§ WHAT TO WORK ON
Write what comes next in the post about holding family meetings with kids, starting right after its last sentence.

§ EXTRACT TO READ
## START

How early is it to start having family meetings with your kids?


Family meeting sample David came up with the pyramid of respect, and we use both english and french lol

So this came to my mind because am musing about the absence of dialogue and understanding in my country and many other countries in the world. I may be simplifying stuffs but if we start teaching our children to sit together and dialogue instead of just dishing out orders and making decisions because we are the parents, if we let them know their opinions and voices matter, then I think they grow up learning to treat others same and to disagree and agree civily.

Anyway, as a parenting tool, this works for me so perfect. We have such meetings since moving into our home in February 2016, and the last one was on Sunday October 1st, because we have ordinary meetings every first sunday of the month. 

We had an extraordinary one two weeks ago because following their negligence Alain’s pigy bank was stolen by a neigbour whom they let enter their room in my absence. We all agreed to contribute and reimburse same and the pinch has been felt by all. The decsions we take during these meetings we hold ourselves accountable to, and this helps me more than deciding alone and screaming at them would ever do.

## END

§ ENTRIES

## START

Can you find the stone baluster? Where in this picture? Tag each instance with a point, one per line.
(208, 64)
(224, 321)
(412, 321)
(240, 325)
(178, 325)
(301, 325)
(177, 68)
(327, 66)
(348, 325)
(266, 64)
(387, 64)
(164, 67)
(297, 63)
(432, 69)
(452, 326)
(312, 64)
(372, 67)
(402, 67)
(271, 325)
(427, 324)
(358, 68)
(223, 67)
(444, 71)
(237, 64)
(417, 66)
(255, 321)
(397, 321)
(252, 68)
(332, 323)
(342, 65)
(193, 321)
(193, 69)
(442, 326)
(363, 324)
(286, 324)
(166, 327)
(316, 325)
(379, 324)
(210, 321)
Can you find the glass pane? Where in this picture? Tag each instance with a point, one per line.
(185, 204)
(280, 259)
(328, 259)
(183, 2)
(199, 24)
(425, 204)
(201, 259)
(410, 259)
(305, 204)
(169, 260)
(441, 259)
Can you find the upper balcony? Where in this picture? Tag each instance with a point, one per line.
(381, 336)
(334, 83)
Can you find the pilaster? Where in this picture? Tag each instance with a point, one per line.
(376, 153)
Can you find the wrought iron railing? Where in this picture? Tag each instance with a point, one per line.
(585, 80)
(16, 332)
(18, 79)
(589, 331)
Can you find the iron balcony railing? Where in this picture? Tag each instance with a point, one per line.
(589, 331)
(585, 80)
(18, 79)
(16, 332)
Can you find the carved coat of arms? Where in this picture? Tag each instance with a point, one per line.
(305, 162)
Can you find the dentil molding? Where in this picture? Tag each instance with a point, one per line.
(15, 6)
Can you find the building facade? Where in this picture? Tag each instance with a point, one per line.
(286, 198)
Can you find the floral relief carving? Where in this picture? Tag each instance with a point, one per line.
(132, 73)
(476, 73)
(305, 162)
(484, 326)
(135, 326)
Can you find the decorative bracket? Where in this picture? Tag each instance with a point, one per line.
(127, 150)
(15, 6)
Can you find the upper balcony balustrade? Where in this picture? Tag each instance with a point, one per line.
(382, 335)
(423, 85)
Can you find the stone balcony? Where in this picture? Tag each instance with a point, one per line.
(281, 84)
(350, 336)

## END
## START

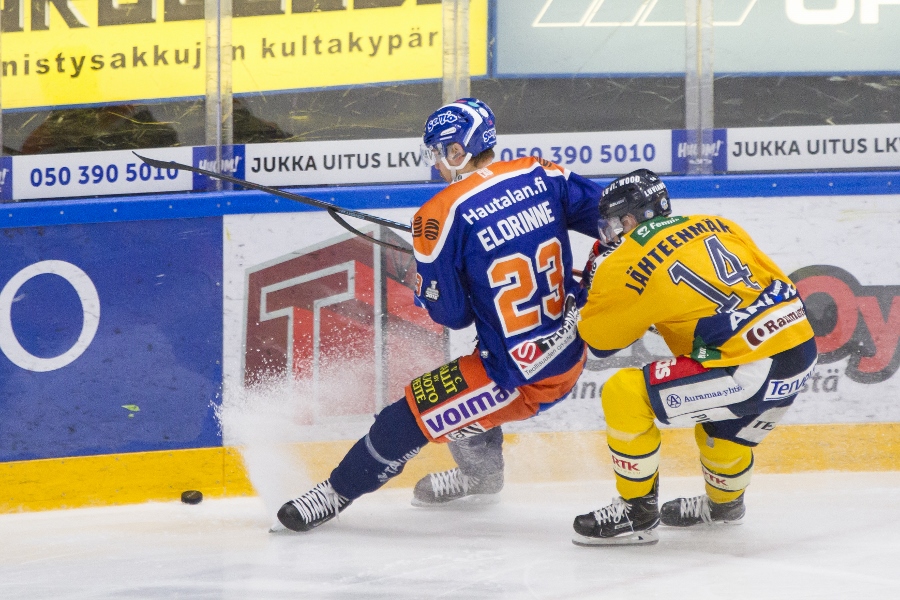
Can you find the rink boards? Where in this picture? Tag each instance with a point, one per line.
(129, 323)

## END
## START

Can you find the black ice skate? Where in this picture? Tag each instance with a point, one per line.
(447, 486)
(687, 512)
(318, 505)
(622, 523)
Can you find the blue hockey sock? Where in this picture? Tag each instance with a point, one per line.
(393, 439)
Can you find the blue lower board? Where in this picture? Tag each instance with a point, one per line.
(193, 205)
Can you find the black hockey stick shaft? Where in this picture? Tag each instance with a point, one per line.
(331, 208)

## END

§ TASK ANSWER
It is also a big bonding time and sometimes I buy popcorn so they enjoy the whole process. On lucky days, Ella sits in for the first 5 or so minutes. David often takes the minutes because he has such a smooth handwriting, Alain is the discipline master and I am the CEO of course hahaha. Sometimes it get thick and I have one on one meetings too lol.

Last Sunday, an obvious item on our Agenda was Alain’s forthcoming birthday as you can see below. We all agreed to treat ourselves to Chinese and although am the biggest donor to the fund, all three chipped in 1000 frs.

Ignore my scrawny handwriting, David was tired yesterday and charged an arm and a leg lol

When they were toddlers and I’ll ask their opinion, my ex will chastise saying they have nothing to say. How sad right? Gabi has made some great suggestions like concerning fone credit and school transportation and he actually loves the meetings more than his brothers of course. All issues are raised, and then solved in harmony. How cool is this? I’ll rather spend time with them like this once or twice a month than regret not relating with them years later.

Be inspired someone in here, maybe too late for our current presidents but not for parents especially starting out the parenting journey.

Any other tips anyone?

P.s: I wrote and scheduled this post before reading about the Las Vegas Shootings. Senseless, Speechless, Sad. My prayers especially for grieving families.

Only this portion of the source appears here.